[Dataset rows on where objects appear]
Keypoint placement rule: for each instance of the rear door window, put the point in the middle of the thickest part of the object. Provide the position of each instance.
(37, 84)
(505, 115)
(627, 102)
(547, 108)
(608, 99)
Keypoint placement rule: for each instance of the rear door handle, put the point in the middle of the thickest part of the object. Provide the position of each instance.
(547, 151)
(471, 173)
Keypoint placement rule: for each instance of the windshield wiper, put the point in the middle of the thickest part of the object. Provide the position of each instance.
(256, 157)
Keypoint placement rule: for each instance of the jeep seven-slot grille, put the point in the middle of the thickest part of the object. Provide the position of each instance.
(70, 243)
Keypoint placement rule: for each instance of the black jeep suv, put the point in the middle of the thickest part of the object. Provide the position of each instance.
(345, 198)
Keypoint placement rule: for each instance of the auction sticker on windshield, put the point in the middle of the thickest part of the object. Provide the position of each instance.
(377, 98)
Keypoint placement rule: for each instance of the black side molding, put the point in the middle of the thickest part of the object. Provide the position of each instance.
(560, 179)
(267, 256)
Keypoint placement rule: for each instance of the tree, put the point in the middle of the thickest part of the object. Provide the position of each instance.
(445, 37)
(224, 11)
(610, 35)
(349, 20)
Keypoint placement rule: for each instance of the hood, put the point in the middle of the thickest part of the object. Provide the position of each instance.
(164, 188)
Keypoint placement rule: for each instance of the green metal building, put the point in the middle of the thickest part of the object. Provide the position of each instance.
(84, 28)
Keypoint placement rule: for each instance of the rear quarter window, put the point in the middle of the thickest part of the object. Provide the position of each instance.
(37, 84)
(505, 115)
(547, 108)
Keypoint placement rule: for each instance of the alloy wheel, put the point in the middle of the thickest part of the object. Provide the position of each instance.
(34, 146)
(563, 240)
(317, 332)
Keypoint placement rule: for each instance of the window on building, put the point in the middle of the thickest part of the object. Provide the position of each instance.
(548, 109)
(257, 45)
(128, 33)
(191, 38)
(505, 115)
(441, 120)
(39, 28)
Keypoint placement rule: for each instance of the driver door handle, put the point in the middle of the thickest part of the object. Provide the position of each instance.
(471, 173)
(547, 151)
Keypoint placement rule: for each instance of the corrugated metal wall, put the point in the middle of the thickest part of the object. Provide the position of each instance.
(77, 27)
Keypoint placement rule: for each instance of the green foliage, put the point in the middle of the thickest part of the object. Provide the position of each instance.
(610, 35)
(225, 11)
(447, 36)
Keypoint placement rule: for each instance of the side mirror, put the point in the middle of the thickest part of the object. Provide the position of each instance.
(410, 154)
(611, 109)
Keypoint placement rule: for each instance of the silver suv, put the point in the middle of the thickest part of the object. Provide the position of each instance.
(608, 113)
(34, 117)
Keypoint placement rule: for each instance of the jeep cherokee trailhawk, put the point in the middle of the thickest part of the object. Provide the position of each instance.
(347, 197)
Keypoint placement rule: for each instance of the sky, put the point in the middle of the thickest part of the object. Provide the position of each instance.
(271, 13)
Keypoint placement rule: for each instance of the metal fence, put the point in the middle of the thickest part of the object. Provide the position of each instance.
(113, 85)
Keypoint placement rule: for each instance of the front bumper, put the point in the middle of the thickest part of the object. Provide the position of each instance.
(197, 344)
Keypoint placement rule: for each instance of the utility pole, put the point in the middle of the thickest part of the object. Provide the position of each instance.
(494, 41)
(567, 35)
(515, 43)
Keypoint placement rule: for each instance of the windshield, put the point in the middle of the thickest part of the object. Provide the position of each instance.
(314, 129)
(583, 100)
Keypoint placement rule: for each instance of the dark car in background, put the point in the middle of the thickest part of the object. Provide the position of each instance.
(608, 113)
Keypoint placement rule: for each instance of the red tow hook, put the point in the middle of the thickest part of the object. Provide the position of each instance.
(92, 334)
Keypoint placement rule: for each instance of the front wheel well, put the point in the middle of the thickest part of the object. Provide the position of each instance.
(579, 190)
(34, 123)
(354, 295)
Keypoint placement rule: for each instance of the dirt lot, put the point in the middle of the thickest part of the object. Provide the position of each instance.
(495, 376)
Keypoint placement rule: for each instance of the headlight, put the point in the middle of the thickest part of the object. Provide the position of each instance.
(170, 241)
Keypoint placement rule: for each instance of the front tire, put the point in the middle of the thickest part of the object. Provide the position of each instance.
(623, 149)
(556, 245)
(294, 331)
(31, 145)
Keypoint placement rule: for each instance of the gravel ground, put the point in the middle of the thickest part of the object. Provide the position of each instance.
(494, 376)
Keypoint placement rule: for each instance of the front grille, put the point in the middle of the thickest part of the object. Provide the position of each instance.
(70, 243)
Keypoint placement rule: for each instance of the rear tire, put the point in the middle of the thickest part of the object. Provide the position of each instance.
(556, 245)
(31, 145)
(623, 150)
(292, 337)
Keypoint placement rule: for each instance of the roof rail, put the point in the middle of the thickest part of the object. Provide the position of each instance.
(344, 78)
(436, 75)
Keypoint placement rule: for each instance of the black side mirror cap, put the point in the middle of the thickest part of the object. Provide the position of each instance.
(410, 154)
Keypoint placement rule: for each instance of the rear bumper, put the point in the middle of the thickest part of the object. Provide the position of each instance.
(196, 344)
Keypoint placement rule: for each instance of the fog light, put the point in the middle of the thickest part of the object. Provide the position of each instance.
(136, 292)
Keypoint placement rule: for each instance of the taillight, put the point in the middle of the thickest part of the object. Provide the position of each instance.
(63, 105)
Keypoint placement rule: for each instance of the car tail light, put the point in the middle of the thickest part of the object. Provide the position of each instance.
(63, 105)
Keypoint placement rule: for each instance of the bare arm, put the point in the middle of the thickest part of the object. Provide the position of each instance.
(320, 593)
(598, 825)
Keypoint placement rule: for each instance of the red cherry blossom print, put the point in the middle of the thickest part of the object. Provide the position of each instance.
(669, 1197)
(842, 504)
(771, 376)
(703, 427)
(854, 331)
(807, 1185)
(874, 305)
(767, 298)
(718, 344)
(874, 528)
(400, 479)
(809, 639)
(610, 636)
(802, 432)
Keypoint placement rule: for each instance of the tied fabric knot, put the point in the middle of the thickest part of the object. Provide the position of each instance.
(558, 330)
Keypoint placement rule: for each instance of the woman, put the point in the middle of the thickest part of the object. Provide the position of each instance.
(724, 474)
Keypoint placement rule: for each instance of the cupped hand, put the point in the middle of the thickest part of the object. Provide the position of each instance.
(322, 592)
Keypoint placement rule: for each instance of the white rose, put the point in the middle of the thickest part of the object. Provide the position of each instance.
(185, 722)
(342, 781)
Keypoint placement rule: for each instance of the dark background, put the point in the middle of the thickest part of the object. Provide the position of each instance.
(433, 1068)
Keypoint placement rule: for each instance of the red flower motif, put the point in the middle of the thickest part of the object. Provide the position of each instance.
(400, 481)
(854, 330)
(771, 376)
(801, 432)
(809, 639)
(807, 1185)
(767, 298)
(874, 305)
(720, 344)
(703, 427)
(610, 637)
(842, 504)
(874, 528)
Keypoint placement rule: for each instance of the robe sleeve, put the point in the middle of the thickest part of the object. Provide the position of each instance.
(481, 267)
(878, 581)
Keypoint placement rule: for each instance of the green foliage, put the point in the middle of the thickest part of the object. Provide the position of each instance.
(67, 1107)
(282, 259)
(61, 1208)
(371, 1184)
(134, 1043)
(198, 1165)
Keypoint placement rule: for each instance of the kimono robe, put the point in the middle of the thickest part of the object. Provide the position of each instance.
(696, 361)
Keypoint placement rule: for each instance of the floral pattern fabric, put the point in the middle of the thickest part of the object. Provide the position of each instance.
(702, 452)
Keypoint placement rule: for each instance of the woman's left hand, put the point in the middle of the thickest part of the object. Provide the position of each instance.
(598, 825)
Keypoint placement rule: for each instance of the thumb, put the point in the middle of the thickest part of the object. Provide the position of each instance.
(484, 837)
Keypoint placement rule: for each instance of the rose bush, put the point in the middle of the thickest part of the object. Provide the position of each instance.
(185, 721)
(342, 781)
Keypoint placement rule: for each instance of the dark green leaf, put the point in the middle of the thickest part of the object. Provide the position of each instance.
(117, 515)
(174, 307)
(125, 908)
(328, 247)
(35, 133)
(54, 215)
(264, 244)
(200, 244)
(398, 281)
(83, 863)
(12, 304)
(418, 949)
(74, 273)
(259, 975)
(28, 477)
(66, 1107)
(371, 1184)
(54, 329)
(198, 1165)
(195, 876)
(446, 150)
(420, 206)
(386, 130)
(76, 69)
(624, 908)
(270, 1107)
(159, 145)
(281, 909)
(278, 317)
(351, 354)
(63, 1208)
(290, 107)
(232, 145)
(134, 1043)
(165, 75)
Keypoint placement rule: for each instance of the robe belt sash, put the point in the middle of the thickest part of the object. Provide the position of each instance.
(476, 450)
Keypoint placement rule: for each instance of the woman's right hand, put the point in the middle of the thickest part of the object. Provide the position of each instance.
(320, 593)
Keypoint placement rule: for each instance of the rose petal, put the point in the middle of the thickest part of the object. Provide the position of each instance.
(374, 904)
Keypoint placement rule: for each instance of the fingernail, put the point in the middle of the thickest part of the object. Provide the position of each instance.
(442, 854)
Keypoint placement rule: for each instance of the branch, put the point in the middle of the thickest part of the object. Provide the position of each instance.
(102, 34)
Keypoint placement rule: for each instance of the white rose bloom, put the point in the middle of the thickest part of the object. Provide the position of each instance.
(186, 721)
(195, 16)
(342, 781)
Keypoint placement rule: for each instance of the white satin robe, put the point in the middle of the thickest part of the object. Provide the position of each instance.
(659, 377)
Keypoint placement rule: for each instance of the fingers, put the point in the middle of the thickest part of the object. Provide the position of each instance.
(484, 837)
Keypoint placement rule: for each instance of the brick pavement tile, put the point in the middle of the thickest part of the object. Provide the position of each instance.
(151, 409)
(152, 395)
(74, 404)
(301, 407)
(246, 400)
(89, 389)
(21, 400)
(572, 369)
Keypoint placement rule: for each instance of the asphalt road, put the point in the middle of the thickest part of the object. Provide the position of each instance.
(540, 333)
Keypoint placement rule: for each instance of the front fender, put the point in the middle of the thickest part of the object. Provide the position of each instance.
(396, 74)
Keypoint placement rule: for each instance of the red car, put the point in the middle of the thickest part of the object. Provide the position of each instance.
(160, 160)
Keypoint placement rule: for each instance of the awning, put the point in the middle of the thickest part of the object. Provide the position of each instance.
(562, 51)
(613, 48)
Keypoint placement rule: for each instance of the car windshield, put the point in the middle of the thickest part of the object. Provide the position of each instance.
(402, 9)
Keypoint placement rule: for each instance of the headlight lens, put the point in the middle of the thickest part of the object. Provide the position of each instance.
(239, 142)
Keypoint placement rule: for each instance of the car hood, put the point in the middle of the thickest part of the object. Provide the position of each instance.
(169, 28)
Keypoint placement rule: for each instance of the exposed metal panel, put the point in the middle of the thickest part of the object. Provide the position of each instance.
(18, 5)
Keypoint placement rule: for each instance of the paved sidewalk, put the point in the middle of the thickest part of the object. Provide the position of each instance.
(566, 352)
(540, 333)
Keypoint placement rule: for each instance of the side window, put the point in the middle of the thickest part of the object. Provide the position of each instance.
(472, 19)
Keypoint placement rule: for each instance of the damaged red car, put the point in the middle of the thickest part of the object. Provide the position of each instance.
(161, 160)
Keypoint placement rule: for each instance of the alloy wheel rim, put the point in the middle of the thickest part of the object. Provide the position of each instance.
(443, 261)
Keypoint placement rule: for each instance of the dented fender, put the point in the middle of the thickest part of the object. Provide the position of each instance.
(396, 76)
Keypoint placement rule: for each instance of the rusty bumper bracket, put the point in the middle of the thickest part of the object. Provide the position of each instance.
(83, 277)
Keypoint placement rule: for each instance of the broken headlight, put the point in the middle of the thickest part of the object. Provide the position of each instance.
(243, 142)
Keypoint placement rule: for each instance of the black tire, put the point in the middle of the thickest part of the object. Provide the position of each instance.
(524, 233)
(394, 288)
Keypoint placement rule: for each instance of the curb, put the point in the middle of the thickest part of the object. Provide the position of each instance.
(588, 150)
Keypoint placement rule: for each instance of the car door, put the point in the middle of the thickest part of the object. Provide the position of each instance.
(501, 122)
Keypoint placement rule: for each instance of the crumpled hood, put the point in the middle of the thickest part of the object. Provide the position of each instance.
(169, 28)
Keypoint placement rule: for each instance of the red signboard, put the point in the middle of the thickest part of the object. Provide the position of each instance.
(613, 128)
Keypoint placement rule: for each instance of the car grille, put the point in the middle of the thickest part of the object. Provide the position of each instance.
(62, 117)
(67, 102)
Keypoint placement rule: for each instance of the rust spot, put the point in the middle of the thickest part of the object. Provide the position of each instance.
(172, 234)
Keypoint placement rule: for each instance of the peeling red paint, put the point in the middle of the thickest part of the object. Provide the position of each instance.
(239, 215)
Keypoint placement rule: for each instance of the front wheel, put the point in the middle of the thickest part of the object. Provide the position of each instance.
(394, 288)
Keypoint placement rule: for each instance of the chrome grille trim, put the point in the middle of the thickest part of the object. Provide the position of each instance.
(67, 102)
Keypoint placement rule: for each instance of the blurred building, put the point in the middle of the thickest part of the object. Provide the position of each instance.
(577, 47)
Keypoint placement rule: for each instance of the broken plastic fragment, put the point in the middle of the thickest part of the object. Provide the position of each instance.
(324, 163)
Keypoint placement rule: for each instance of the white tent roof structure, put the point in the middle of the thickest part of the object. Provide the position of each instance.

> _Problem statement_:
Leave out every line before the one containing "red signboard, put"; set down that line and all remaining lines of the material exactly.

> _Full solution_:
Keypoint placement rule: for each instance of the red signboard, put the point in the middle of the thickest part of the object. Provide the position of each instance.
(613, 128)
Keypoint placement rule: for each instance of the car grille, put the point in the middle of the thickest part of the object. Provide the position of each instance.
(62, 117)
(67, 102)
Keypoint placement rule: for each instance of the rust spot, put the point in the middle of the thickest part of the object. Provide the position of each instance.
(172, 234)
Keypoint placement rule: for each instance of the peeling red paint, put the point in the middle of the thickest part of the object. Provide the position of each instance.
(239, 215)
Keypoint placement rule: for each instance of the front wheel, put the point in the middle of the thickest part of the object. Provide the position of each instance.
(394, 288)
Keypoint placement rule: for each instance of the chrome grille trim, put the point in the middle of the thickest part of the object. Provide the position of each instance.
(67, 102)
Keypoint placement rule: for each instance of the blurred building, put the point in the middle of the thickest part of the object. Provide the position of each instance.
(577, 47)
Keypoint placement rule: for each instance of the broken plastic fragment, put the point in the middle of the thickest part of the object. Provide the position of each instance.
(324, 163)
Keypoint placement rule: for each instance of the white tent roof structure, put the point in the middle of the thickest part of the object. Provide the position of each instance.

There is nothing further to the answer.